Task brief:
Output the line with "Each instance of the train" and every line below it until the listing ends, exactly as written and with nothing added.

Data for the task:
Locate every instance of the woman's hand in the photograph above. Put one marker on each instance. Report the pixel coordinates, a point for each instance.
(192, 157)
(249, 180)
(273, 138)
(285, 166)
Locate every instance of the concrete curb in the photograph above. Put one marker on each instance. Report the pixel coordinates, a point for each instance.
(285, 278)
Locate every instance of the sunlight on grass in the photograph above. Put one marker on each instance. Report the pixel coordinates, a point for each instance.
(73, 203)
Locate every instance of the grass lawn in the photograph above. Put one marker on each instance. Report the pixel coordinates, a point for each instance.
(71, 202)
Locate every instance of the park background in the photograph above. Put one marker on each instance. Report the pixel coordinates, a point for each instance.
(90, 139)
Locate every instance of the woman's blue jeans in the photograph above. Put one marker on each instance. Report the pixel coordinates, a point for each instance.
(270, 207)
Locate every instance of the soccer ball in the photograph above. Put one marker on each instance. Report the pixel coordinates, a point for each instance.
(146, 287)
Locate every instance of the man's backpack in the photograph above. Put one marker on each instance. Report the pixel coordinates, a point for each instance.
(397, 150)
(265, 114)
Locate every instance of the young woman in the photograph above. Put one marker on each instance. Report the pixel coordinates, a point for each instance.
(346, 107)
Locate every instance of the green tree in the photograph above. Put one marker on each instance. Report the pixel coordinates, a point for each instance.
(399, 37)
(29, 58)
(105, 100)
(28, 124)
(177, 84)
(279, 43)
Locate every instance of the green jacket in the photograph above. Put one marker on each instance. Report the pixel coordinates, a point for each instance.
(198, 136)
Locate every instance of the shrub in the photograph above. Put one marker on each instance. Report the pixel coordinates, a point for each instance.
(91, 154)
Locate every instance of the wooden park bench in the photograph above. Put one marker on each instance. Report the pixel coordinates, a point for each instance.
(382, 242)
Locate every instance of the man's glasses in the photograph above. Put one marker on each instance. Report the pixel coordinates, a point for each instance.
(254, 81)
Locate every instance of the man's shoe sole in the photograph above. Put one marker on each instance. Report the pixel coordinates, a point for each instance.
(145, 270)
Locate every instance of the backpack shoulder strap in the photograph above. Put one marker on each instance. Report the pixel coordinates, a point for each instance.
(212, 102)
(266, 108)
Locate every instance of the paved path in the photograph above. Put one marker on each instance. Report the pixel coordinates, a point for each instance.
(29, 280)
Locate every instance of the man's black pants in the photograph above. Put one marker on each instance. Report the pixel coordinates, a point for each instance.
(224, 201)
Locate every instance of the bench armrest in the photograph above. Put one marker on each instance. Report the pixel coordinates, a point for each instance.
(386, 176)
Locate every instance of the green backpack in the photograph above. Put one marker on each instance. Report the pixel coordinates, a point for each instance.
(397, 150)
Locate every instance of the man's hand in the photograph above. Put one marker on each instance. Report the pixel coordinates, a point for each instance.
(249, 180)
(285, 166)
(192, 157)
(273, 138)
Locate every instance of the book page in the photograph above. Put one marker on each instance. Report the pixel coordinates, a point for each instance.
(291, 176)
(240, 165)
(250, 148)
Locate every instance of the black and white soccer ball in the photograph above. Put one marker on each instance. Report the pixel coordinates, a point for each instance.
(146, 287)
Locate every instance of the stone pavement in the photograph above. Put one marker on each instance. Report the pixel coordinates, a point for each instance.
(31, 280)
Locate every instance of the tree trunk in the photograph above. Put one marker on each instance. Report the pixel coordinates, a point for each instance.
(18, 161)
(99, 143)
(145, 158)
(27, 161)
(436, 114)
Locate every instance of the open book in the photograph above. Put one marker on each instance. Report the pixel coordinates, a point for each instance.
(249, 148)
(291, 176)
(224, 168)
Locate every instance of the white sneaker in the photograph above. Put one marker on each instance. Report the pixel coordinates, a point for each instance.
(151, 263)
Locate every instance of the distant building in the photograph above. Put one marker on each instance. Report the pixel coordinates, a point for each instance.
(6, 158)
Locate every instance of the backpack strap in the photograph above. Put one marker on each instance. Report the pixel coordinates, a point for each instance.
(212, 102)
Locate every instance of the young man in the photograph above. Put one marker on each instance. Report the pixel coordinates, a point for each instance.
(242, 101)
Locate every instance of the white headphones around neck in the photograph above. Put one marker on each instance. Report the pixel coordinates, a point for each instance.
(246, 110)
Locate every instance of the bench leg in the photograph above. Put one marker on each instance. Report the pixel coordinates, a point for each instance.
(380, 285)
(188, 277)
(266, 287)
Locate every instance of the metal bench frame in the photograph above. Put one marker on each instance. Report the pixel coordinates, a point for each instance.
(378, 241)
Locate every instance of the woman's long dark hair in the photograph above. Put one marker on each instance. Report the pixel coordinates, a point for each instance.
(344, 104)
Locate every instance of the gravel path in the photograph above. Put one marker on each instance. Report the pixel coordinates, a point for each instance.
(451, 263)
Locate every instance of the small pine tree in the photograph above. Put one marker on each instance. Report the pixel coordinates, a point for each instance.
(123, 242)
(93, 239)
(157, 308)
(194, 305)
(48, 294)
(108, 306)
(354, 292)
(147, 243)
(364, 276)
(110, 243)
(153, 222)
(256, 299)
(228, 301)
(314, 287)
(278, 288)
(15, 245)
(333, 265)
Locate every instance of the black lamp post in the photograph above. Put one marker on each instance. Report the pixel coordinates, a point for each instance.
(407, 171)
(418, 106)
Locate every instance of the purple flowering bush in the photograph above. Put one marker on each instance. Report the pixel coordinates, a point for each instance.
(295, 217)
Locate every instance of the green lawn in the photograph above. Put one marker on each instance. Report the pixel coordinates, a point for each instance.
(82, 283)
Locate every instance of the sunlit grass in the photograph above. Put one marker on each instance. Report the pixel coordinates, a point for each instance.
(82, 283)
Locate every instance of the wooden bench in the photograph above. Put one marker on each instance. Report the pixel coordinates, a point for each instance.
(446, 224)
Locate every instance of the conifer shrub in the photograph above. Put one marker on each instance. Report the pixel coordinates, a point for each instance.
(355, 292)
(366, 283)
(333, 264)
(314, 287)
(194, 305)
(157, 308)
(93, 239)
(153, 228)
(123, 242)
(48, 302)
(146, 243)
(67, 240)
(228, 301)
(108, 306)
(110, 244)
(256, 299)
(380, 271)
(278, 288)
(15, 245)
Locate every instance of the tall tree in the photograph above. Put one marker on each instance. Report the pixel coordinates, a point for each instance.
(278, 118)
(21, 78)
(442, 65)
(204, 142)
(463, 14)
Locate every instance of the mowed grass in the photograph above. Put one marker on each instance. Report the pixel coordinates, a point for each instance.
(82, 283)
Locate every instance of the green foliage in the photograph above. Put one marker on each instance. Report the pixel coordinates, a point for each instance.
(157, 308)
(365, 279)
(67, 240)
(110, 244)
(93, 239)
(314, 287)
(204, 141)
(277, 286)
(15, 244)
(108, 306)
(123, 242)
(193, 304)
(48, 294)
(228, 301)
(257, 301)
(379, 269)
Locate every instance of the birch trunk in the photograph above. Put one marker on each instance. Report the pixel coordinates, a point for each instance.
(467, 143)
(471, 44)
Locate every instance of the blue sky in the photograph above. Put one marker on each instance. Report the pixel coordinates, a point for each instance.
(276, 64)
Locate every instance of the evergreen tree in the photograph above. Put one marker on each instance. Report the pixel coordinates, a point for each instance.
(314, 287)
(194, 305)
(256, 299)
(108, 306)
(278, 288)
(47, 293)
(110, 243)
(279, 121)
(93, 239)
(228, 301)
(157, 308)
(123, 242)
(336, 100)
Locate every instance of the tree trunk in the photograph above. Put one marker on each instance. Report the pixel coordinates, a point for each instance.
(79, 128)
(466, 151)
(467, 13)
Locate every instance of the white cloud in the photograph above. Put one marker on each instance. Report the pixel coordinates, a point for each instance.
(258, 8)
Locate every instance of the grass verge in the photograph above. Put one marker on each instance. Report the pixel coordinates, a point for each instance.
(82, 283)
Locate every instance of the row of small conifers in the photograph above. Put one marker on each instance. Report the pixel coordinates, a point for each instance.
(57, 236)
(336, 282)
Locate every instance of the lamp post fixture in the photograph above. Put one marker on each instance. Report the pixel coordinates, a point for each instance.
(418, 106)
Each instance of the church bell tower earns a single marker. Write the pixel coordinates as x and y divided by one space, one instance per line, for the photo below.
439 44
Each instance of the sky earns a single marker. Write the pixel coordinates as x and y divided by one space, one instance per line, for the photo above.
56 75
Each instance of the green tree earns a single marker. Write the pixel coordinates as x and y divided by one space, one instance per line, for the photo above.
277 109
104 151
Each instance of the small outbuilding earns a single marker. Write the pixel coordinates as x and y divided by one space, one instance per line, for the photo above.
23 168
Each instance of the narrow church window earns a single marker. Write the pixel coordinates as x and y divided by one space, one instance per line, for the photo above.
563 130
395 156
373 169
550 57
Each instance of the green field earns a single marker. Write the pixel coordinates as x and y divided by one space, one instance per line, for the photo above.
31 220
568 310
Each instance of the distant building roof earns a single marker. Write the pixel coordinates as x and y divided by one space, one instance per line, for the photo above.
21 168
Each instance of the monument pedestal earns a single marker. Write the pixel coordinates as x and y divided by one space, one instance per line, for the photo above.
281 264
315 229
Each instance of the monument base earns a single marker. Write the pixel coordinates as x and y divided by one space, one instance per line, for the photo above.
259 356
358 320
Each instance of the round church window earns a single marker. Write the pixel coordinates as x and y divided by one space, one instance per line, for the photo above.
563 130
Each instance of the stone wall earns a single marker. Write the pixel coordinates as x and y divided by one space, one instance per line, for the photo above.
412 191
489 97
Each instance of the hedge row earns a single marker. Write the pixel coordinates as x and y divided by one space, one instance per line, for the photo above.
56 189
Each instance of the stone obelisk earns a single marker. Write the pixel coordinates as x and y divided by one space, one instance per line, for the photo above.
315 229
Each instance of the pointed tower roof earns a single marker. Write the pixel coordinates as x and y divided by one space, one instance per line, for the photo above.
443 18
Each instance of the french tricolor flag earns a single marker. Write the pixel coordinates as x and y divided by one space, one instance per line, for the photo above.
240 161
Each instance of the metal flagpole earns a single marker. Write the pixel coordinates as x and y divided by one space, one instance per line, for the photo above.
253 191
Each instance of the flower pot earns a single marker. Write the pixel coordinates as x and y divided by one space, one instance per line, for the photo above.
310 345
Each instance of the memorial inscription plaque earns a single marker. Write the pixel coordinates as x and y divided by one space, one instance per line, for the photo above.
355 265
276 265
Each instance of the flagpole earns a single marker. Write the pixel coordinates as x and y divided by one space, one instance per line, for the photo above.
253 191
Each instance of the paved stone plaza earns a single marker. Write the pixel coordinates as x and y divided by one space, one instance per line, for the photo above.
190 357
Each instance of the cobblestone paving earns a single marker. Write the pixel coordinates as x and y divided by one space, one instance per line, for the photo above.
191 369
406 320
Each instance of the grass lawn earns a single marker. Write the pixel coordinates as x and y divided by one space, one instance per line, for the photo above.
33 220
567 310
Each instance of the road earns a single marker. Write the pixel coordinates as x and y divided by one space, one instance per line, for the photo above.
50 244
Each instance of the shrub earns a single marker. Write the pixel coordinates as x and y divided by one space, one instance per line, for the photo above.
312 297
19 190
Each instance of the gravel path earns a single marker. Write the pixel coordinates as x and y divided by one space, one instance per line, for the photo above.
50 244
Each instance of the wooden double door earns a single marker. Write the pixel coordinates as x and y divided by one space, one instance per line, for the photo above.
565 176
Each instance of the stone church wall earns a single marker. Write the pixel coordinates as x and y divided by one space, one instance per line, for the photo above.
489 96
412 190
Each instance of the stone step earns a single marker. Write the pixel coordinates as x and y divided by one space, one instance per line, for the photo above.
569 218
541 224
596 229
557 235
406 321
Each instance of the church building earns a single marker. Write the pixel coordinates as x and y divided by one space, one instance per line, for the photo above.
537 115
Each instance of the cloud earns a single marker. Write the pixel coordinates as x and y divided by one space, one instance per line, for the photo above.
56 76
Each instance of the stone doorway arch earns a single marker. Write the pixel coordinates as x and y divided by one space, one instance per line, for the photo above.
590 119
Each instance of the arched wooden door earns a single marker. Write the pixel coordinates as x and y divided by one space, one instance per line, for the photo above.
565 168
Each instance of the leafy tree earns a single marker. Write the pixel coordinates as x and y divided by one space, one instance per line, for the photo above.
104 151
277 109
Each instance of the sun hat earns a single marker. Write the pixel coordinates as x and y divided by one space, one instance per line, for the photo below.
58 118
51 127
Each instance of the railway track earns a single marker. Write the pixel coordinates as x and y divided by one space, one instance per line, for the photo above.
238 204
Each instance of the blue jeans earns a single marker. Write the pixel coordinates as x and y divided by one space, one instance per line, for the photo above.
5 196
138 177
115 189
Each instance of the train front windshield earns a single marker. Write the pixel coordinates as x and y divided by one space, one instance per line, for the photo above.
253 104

Solution to the exercise:
Each instance of the train front windshield earns a single marker. Write the pixel coordinates as x and y divided by one space, one instance per line, for the photo above.
253 104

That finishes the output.